:: DOCUMENT SECTION
Gameteogenesis is the production of gametes. Male gametes are sperm (spermatozoa) and female gametes are eggs (oocytes). Spermatogenesis happens in the testes and oogenesis in the ovaries. The four stages in both types of gametogenesis are mitosis, cell growth, two divisions of meiosis and then differentiation.
What is spermatogenesis?
Spermatogenesis occurs in the seminiferous tubules of the testes, which are lined with a germinal epithelium.
Spermatogonia (diploid germ cells) divide by mitosis to produce more spermatogonia.
Some spermatogonia grow into primary spermatocytes, which undergo meiosis I to form two secondary spermatocytes.
Secondary spermatocytes undergo meiosis II to form four haploid spermatids.
Sertoli cells provide nourishment and support during development.
Spermatids undergo differentiation (spermiogenesis) to become mature spermatozoa.
The developing sperm cells are gradually pushed toward the lumen of the seminiferous tubule.
Leydig (interstitial) cells, located between tubules, produce testosterone, which stimulates spermatogenesis.
What is oogenesis?
Oogenesis occurs in the ovaries, starting in the germinal epithelium. During foetal development, these cells divide by mitosis and migrate into the cortex. By 4–5 months, they grow and start meiosis, but pause in prophase I. At birth, a female has primary follicles, each containing a cell arrested in meiosis I.
At puberty, during each menstrual cycle, some primary follicles begin development, but usually only one matures and ovulates. Meiosis I completes, producing a large secondary oocyte and a small first polar body (which degenerates). The secondary oocyte begins meiosis II but pauses in metaphase II. Meiosis II only completes if fertilization occurs, forming an ovum and a second polar body (which also degenerates).
::::
● **ASSIGNMENT 1**:
Answer these questions from the text on gametogenesis:
(a) In which part of the testes does spermatogenesis take place?
(b) What hormone do Leydig cells produce?
(c) In which phase of meiosis II does the secondary oocyte pause?
● **ASSIGNMENT 2**:
Carry on the text about gametogenesis from its last sentence.
:: RECORDS
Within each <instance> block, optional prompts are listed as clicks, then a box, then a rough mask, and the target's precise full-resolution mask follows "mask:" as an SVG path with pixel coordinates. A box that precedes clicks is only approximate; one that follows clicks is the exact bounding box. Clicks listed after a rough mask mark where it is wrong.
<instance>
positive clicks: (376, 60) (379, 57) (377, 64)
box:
::::
:: RECORDS
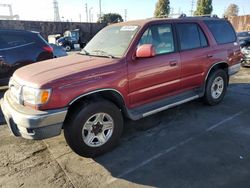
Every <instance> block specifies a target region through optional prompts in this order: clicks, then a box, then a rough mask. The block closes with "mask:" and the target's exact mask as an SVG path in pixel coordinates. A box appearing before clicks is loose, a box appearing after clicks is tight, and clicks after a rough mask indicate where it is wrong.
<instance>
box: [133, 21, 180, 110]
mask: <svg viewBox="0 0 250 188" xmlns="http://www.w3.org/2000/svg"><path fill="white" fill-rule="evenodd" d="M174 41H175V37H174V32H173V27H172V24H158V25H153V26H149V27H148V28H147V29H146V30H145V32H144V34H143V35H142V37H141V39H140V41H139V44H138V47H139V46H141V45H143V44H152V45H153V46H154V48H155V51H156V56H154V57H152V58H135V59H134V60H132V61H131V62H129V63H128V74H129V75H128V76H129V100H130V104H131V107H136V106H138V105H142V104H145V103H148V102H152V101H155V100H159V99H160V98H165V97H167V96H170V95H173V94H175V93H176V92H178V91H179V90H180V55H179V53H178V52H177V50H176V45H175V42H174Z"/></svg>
::::
● **TASK OUTPUT 1**:
(a) In the seminiferous tubules, which are lined with a germinal epithelium.
(b) Testosterone, which stimulates spermatogenesis.
(c) Metaphase II.

● **TASK OUTPUT 2**:
Development of a blastocyst
The zygote produced by fertilisation in the oviduct divides by mitosis to form a 2-cell embryo. Further rounds of the cell cycle double the number of cells about every 18 hours. Because the egg has a large amount of cytoplasm, these early rounds of division can happen without any cell growth, so cell size decreases. Initially the embryo is a solid ball of cells. When it is 6 or 7 days old, it has changed into a hollow ball, due to unequal divisions and cell migration. This embryonic stage is the blastocyst. It has about 250 cells and is 200 micrometres in diameter.
While the embryo is developing it is wafted down to the oviduct by cilia in the oviduct wall. The embryo arrives in the uterus when it is about 7 days old and has become a blastocyst. The embryo has used up the food reserves of the egg by this stage, so it must obtain supplies from its mother. Cells in the outer layer (trophoblast) of the blastocyst secrete enzymes that loosen the connections between cells in the lining of the uterus wall (endometrium). This allows the blastocyst to penetrate the uterus wall and become implanted. If implantation does not occur, the embryo is not supplied with enough food and the pregnancy fails.
What is the placenta?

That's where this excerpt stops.